--- begin ---

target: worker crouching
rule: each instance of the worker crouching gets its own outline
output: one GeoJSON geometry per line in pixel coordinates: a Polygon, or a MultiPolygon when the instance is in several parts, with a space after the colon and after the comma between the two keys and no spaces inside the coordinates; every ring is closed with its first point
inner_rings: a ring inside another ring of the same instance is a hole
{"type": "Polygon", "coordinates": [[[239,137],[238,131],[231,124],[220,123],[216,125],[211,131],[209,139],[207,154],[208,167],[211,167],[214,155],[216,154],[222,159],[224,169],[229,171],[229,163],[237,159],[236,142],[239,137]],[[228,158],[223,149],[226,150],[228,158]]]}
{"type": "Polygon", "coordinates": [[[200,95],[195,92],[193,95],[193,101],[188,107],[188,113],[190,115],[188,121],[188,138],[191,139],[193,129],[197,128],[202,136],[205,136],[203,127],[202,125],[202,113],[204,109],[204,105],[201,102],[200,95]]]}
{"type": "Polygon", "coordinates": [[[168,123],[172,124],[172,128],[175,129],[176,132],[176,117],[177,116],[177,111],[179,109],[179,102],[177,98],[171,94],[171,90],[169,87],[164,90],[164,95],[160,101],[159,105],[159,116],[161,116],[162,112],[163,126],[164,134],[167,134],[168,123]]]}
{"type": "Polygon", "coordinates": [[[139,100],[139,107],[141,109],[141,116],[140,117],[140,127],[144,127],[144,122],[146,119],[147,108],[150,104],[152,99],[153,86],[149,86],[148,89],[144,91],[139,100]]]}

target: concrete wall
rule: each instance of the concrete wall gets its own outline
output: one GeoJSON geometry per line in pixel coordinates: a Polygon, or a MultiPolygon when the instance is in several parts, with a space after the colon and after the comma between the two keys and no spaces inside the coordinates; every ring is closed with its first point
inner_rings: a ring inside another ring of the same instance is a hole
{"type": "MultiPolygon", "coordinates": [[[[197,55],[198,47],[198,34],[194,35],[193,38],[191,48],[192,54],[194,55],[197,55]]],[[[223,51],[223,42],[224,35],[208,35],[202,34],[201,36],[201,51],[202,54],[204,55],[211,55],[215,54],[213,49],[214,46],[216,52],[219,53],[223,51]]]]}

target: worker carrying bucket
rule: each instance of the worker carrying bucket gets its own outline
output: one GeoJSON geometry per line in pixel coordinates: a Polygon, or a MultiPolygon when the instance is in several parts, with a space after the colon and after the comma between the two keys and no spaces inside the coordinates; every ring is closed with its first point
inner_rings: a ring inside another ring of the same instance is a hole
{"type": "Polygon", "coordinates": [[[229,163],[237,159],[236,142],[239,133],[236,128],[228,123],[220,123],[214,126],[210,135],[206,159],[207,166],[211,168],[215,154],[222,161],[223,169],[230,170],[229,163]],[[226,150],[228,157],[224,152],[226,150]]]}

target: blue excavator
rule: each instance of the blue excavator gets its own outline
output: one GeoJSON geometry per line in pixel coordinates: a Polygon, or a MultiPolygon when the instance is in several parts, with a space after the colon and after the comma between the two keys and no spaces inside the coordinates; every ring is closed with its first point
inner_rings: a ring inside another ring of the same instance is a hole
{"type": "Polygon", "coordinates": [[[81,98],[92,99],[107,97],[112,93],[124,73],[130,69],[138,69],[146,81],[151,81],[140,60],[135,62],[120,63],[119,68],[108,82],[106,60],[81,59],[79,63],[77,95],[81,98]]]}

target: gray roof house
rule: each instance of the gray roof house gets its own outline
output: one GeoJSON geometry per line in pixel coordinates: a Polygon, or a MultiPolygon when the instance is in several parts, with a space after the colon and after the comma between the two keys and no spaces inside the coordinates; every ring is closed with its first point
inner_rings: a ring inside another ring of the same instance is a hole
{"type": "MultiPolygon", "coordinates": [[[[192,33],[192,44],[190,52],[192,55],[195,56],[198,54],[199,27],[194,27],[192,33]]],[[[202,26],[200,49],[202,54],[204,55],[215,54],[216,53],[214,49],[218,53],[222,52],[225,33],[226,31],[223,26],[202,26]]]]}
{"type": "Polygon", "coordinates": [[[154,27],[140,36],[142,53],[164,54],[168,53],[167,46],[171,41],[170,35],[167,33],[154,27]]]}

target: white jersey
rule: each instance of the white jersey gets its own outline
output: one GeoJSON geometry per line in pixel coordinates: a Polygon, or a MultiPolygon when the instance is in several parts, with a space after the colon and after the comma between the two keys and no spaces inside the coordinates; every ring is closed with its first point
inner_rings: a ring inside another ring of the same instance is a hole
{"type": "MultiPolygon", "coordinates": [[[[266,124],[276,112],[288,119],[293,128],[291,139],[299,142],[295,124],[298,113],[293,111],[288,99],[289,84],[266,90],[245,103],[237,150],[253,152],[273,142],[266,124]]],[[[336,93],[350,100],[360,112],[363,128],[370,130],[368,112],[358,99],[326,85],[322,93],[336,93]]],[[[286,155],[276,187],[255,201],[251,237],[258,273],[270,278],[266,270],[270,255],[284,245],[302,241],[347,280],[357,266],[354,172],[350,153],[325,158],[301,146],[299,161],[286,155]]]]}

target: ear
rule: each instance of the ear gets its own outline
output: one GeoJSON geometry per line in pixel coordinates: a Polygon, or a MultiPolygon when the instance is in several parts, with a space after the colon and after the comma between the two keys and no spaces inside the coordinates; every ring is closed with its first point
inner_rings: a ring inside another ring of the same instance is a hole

--- end ---

Please rewrite the entries from the line with "target: concrete wall" up to and including the line with "rule: each instance of the concrete", changing "wall" to "barrier" and leaving everything else unchanged. Return only those lines.

target: concrete barrier
rule: each instance of the concrete barrier gets its own outline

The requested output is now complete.